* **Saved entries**
┄┄┄┄┄┄┄┄┄┄

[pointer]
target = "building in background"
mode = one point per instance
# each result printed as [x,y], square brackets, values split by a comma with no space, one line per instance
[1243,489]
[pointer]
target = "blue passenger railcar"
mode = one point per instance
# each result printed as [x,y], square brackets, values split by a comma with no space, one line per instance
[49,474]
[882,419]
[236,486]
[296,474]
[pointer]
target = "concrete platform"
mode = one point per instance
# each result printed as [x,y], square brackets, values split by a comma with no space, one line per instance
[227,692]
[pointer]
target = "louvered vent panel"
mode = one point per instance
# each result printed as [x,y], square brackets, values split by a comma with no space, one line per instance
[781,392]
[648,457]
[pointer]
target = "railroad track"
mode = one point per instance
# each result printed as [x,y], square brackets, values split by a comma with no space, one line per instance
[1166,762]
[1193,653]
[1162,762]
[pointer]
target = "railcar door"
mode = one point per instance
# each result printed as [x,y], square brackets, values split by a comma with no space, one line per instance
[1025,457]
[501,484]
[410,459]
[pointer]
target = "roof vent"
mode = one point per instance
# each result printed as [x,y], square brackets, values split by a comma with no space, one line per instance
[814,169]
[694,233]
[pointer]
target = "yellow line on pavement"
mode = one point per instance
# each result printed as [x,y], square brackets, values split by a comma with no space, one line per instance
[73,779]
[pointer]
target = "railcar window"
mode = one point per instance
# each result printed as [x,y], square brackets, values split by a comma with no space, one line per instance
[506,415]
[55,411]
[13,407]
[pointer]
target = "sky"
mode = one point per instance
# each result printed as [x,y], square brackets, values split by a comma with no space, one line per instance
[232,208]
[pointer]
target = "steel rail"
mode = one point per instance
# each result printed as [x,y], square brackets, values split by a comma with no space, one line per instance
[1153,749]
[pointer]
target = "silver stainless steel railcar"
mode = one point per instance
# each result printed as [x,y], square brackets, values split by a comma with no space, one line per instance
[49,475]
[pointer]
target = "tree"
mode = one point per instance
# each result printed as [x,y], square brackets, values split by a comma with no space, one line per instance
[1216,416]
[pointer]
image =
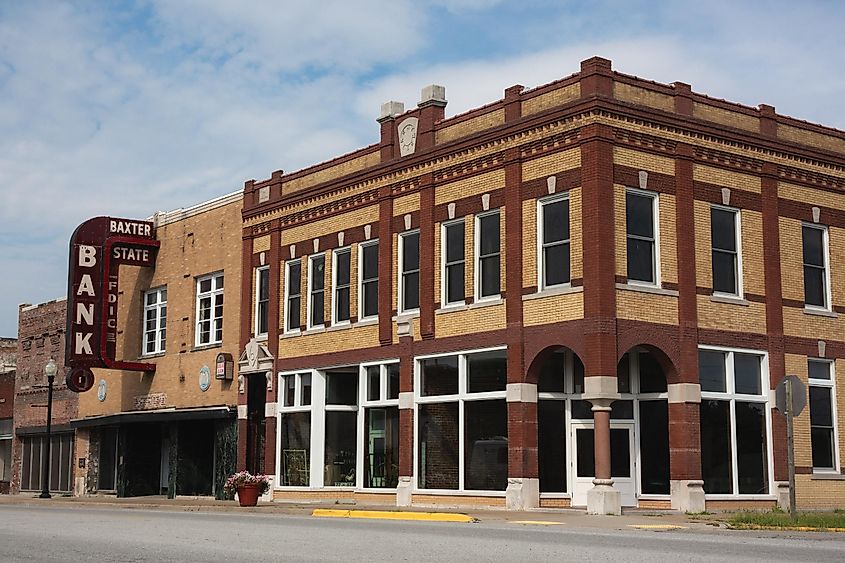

┄┄┄┄┄┄┄┄┄┄

* **WORK REQUEST**
Every record must be returned exactly. Leave its pictures out.

* **RESPONSE TO THIS EXERCISE**
[pointer]
target = "building in background"
mode = one point per instance
# each result printed as [x,y], square brackets, values split by a comma with no space, one line per instance
[1243,489]
[pointer]
target = "blue passenger railcar"
mode = one point per instance
# each result printed as [x,y], square brackets, values split by a comma with no space, one line per instance
[49,474]
[882,419]
[236,486]
[296,474]
[pointer]
target = "concrete platform"
mode = one point per instance
# each result printed as [x,y], square brackets, values split by a comma with no space, one line per instance
[227,692]
[pointer]
target = "louvered vent panel"
mode = one point per instance
# each result printed as [x,y], square brackets, values split by a comma with no space, one line per instance
[781,392]
[648,457]
[pointer]
target = "railroad track"
mode = one point per instance
# each result printed as [x,y], square brackets, values split by a comma with no space, one line per instance
[1166,762]
[1193,653]
[1162,762]
[pointer]
target = "railcar door"
mode = one point per instance
# each result printed as [x,y], square brackets, values split by a comma with no space, one line per instance
[1025,457]
[501,484]
[410,459]
[pointer]
target = "roof vent"
mode = one point per instance
# each result printed as [x,y], square brackets, values split by a comma with no space, one line per instance
[814,169]
[694,233]
[pointer]
target = "yellow line on pavement"
mode = one point per instance
# each result printed as [x,y], square brackets, values split by a comma with no space, one line per instance
[73,779]
[pointer]
target = "railcar window"
mode = one point per instance
# each result printed as [x,y], square brackets, values split by a comma with no space, one line per instance
[506,415]
[55,411]
[13,407]
[pointer]
target = "sky"
mode = one point per instance
# each result printed as [x,y], square brackets, values split by a comma with no space, one line per instance
[232,208]
[pointer]
target = "steel rail"
mode = one point per instance
# each result printed as [x,y], square brackets, values split by a comma with no space, one line per instance
[1153,749]
[pointer]
target = "silver stainless steel railcar"
mode = one point per instance
# each result printed as [x,y], square brackets, values split by a comma with no space, one line per instance
[49,475]
[pointer]
target = "tree"
mode = one point per instance
# each result printed as [x,y], square brackets, values split by a comma with no space, one line per instance
[1216,416]
[pointer]
image =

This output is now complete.